STATED EXERCISE> Extract each line of the entries below that contains the string "Target", copying it in full. Letter case counts, so match capitals and lowercase precisely.

** START **

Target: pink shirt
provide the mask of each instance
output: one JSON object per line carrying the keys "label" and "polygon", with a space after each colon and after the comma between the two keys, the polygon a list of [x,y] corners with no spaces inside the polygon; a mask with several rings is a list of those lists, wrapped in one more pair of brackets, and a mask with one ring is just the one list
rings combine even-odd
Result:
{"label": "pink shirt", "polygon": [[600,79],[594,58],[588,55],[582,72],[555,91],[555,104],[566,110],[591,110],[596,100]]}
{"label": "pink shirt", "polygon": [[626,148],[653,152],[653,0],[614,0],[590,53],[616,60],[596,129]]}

** END **
** START **

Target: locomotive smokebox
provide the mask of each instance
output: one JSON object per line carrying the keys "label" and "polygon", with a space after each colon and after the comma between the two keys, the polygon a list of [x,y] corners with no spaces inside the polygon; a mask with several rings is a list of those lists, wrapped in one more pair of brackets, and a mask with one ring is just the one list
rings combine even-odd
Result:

** END **

OUTPUT OF THE TASK>
Target: pink shirt
Target: locomotive smokebox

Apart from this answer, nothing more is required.